Art Van Elslander, founder of furniture chain, dies at 87
WARREN, Mich. (AP) — Archie “Art” Van Elslander, the founder of Art Van Furniture and a major Detroit-area philanthropist who is credited with saving the city’s annual Thanksgiving parade, died Monday, his family said. He was 87.
Van Elslander, who was known as Art Van, opened his first store in 1959 in East Detroit, now called Eastpointe. There are more than 100 stores in the Midwest, with more than half of them in Michigan. The business was sold last year to Thomas H. Lee Partners, a Boston private equity firm.
Company spokeswoman Diane Charles said Van Elslander had cancer.
“Boy, this is such a tough loss. We were so lucky to have Art in our lives,” said Tony Michaels, president of The Parade Company, which produces the Thanksgiving parade.

Listed entries ::
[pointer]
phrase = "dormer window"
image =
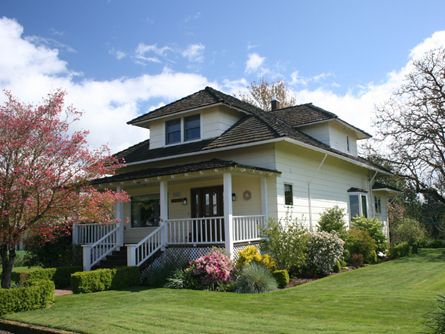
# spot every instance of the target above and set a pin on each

* * *

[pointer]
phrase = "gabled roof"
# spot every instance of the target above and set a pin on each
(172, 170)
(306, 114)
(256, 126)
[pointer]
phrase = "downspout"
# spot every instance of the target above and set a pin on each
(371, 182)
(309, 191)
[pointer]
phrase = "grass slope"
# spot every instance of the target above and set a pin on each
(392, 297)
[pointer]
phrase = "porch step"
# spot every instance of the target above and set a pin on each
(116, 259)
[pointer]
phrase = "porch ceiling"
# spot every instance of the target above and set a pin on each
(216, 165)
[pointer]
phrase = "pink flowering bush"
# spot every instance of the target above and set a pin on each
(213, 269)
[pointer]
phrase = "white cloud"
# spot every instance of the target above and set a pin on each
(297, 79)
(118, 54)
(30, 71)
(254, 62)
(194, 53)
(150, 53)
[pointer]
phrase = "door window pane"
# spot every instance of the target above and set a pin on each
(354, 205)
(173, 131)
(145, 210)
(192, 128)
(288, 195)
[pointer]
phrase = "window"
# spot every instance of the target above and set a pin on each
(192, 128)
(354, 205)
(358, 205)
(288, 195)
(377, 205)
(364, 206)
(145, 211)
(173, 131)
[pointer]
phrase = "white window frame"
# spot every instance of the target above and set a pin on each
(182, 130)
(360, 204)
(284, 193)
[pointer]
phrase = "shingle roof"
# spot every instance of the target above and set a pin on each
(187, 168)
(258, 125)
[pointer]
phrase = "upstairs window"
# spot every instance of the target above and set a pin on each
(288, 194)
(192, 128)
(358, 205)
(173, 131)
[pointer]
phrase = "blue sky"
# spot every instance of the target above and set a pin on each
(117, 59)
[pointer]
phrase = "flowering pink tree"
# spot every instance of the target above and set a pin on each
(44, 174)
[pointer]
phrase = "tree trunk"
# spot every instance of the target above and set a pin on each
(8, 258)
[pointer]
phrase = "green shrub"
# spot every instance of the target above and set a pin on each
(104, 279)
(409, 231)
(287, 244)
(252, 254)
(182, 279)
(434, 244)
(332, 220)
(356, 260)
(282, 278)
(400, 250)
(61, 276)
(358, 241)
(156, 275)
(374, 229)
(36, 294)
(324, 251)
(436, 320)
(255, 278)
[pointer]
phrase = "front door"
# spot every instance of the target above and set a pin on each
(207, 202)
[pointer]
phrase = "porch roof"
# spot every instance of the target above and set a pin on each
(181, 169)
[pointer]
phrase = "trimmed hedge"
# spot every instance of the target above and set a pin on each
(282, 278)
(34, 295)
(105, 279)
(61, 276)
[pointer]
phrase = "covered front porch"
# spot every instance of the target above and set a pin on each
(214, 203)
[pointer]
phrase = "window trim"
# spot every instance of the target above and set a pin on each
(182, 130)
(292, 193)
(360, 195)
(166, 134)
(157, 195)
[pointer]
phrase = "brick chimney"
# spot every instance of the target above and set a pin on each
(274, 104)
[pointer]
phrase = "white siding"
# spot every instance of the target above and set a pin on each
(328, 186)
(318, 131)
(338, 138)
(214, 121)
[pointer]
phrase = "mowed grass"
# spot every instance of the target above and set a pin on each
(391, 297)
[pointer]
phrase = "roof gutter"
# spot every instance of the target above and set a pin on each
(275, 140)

Exercise set ::
1 - Answer these questions from the article on the death of Art Van Elslander.
(a) In what year and in what city did Van Elslander open his first store?
(b) To which firm was the business sold last year?
(c) According to the company spokeswoman, what illness did Van Elslander have?
2 - Resume the article on the death of Art Van Elslander, picking up after its final sentence.

Exercise responses ::
1 -
(a) He opened his first store in 1959 in East Detroit, now called Eastpointe.
(b) It was sold to Thomas H. Lee Partners, a Boston private equity firm.
(c) He had cancer.

2 -
After more than 60 years, the parade’s finances were failing in 1990 when Van Elslander stepped forward with a $200,000 check. He would ride down Woodward Avenue and wave to crowds from a car. The company became a regular sponsor of the parade, which draws tens of thousands of people to downtown Detroit.
“It’s probably one of the most gratifying things I’ve ever done,” Van Elslander, the son of a Belgian tavern owner, said in 2015. “Because when you see the lives that you’ve been able to affect, it’s pretty cool.”
In December, he said he was donating $20 million to expand the Solanus Casey Center in Detroit, named for a Roman Catholic priest who is on a path to sainthood. A cancer center at St. John Hospital is named for Van Elslander. He also supported many other charities.